-- DOCUMENT PASSAGE start --

# 271299- Judicial and other legal professionals



## Kamal Jatolia (Jun 18, 2015)

Has anyone got PR under 271299- Judicial and other legal professionals? 

Is registration of licencing required before applying for PR under the said code?


----------



## nyk.smit91 (Oct 4, 2016)

Kamal Jatolia said:


> Has anyone got PR under 271299- Judicial and other legal professionals?
> 
> Is registration of licencing required before applying for PR under the said code?


Which assessment body assesses 271299?

Sent from my LS-5016 using Tapatalk


----------



## Kamal Jatolia (Jun 18, 2015)

nyk.smit91 said:


> which assessment body assesses 271299?
> 
> Sent from my ls-5016 using tapatalk


vetassess


----------



## nyk.smit91 (Oct 4, 2016)

Kamal Jatolia said:


> vetassess


What do they require? I have completed bachelors of laws in 2016

Sent from my LS-5016 using Tapatalk


----------



## Kamal Jatolia (Jun 18, 2015)

nyk.smit91 said:


> What do they require? I have completed bachelors of laws in 2016
> 
> Sent from my LS-5016 using Tapatalk



That is exactly what i am asking


----------



## m9818999686 (Jun 12, 2017)

-- DOCUMENT PASSAGE end --
-- DATASET EXCERPTS start --

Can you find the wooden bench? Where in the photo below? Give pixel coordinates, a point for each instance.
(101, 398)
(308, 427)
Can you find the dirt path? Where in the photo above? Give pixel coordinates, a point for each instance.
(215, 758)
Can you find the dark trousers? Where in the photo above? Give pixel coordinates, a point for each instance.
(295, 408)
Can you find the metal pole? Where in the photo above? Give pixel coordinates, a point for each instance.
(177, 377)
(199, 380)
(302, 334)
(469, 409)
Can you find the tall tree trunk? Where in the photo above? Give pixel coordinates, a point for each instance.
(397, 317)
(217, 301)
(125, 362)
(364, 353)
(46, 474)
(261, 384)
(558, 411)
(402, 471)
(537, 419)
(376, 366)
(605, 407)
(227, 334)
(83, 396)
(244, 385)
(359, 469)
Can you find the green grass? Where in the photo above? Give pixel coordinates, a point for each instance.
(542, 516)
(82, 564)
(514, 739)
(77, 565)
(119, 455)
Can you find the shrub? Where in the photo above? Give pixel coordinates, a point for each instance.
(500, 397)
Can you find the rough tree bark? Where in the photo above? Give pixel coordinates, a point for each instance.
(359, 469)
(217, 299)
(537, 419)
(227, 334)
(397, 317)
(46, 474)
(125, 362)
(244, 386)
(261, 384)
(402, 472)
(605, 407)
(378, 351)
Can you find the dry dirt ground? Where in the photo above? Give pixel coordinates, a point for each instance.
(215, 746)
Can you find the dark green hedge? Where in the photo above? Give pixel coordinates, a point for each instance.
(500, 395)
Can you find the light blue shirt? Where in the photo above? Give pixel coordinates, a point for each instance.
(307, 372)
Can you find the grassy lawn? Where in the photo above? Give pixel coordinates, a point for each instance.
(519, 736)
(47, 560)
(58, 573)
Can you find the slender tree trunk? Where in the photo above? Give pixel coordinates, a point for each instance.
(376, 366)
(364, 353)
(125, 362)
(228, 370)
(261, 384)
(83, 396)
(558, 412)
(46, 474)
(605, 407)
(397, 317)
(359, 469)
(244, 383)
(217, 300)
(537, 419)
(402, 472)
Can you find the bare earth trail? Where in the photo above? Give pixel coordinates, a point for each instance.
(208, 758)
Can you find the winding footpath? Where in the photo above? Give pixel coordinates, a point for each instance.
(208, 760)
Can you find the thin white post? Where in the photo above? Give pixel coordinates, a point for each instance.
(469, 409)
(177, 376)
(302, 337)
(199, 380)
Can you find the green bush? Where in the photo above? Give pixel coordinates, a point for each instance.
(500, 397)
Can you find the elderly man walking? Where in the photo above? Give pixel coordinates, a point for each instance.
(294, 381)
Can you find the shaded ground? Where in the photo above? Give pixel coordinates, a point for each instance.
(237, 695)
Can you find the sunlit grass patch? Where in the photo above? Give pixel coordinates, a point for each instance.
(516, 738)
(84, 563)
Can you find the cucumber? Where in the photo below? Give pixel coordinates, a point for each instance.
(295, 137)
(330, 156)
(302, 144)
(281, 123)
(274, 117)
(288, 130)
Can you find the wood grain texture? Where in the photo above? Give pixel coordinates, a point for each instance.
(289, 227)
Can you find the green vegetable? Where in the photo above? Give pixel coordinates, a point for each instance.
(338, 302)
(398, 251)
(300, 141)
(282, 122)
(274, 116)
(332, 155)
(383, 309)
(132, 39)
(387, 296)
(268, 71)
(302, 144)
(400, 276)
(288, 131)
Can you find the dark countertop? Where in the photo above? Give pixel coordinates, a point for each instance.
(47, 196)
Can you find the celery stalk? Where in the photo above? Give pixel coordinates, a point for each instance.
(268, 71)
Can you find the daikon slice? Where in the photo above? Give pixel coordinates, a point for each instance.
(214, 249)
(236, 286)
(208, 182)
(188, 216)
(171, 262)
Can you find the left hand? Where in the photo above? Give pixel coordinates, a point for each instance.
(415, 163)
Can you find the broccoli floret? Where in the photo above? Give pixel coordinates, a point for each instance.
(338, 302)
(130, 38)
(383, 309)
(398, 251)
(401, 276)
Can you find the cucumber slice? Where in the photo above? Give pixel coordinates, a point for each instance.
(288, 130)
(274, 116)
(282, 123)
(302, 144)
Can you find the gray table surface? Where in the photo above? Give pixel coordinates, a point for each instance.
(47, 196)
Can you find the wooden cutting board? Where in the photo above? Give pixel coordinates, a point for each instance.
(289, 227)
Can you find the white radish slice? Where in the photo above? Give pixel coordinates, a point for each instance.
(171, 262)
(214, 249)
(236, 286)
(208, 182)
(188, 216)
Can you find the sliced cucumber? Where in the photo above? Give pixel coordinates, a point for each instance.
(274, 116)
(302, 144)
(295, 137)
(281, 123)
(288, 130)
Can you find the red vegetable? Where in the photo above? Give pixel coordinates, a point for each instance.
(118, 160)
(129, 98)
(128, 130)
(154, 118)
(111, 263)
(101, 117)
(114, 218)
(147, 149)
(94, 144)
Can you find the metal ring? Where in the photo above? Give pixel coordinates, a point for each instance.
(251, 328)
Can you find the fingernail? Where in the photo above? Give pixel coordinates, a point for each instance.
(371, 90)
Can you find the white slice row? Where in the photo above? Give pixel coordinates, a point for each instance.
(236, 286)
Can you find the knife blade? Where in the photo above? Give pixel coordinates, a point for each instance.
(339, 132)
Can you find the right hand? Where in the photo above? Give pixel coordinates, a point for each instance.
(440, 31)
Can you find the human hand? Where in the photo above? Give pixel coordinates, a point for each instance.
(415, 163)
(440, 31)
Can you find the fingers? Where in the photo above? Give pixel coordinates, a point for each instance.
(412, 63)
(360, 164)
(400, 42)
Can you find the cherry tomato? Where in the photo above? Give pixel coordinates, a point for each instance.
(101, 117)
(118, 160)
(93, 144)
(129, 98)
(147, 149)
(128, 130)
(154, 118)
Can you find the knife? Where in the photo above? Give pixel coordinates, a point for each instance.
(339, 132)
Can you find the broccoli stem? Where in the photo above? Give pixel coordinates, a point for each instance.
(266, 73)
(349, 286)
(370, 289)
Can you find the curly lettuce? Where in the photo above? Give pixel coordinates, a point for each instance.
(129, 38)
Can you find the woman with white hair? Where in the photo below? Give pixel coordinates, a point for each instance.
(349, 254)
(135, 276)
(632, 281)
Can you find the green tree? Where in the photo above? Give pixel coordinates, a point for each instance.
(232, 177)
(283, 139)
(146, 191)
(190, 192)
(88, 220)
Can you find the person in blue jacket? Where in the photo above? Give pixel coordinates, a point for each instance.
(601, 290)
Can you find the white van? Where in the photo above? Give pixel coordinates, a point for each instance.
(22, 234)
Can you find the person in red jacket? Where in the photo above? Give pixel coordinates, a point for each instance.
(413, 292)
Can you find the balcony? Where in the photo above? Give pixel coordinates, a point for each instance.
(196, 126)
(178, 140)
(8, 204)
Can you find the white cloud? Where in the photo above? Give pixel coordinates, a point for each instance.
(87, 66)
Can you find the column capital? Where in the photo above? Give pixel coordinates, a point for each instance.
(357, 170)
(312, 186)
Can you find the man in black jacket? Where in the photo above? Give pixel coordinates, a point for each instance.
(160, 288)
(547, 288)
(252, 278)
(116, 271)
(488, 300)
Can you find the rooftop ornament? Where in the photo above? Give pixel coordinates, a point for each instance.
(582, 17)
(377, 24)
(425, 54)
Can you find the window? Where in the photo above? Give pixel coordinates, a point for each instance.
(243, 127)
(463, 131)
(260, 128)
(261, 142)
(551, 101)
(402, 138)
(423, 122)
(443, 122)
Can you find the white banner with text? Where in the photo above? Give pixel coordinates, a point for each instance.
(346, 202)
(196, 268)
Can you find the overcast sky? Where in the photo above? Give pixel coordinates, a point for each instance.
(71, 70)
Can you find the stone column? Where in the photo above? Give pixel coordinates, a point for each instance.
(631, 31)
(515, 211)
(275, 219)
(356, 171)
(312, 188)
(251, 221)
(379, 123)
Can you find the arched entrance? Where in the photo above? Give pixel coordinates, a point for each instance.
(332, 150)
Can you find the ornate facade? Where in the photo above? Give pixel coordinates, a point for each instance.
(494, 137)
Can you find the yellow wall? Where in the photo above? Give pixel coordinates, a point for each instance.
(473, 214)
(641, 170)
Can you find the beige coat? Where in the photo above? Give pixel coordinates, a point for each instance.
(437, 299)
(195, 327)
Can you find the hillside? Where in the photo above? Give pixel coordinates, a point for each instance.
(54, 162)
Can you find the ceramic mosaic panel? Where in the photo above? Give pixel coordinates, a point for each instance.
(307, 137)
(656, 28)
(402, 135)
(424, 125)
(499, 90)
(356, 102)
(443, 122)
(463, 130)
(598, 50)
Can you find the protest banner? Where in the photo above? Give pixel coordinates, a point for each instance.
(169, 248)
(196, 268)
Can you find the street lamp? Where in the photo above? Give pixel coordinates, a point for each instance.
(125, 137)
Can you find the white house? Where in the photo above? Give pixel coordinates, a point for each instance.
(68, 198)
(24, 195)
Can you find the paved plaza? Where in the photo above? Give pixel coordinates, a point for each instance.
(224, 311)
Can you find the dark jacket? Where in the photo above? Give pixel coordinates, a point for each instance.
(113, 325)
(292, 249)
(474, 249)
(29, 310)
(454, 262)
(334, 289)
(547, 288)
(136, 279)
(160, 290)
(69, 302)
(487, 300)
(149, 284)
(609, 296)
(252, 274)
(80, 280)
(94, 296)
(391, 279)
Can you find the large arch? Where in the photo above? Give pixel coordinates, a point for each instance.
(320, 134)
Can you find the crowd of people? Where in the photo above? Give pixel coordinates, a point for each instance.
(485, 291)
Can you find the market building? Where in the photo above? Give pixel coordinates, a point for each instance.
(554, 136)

-- DATASET EXCERPTS end --

TO-DO LIST —
a) Answer these questions from the 271299 forum thread:
(i) Which assessment body assesses 271299?
(ii) What degree does nyk.smit91 say they completed, and in what year?
(iii) What does Kamal Jatolia ask about before applying for PR under the code?
b) Carry on the 271299 forum thread from the point where it stops.
The listing has no connection to the 271299 forum thread.

RESPONSES IN ORDER —
a)
(i) Vetassess.
(ii) A bachelors of laws, completed in 2016.
(iii) Whether registration of licencing is required before applying for PR under that code.

b)
I need assistance on 271299. Whether Full Skill Assessment in required and is it Applicable for VIC.


----------



## wlothar (Mar 25, 2014)

m9818999686 said:


> I need assistance on 271299. Whether Full Skill Assessment in required and is it Applicable for VIC.


Have you found the assistance you needed?


----------



## Tara2007 (Apr 24, 2015)

271299 code is confirmed by Vetassess. They require min 1 year of work experience to confirm this profession, so you must have at least 1 year of relevant work experiece after your graduation. 
Right now there are no good chances to use this code and apply for 190 visa due to some problems with State sponsorship, This year this code is only on Northern Territories state sponsorship list but NT confirm sponsorship very-very slowly or refuse at all. 
Two other states which confirm this code are Tas and SA, BUT: ONLY ON STREAM 2 LIST, which means that you must have a job invitation from the employee in this state or be a highly ranked candidate - for Tas 85 points, for SA - 80 points. Or have relatieves in these states, or be a state uni graduate.
This code is not on 189 visa list. 
Anyway, if you decide to use this code at 1st check the job description requirements according to the Au job classification list (abs.gov.au something web-site), but for me the easiest way to check all changes in state sponsorship, links, profession requirement is:
www.anzscosearch.com
Register and this perfect web-site will help you with all links you will need on your way to Aus visa. Wish you a flat road.

P.S. I'm on same code, 271299  Still on my way.


----------



## wlothar (Mar 25, 2014)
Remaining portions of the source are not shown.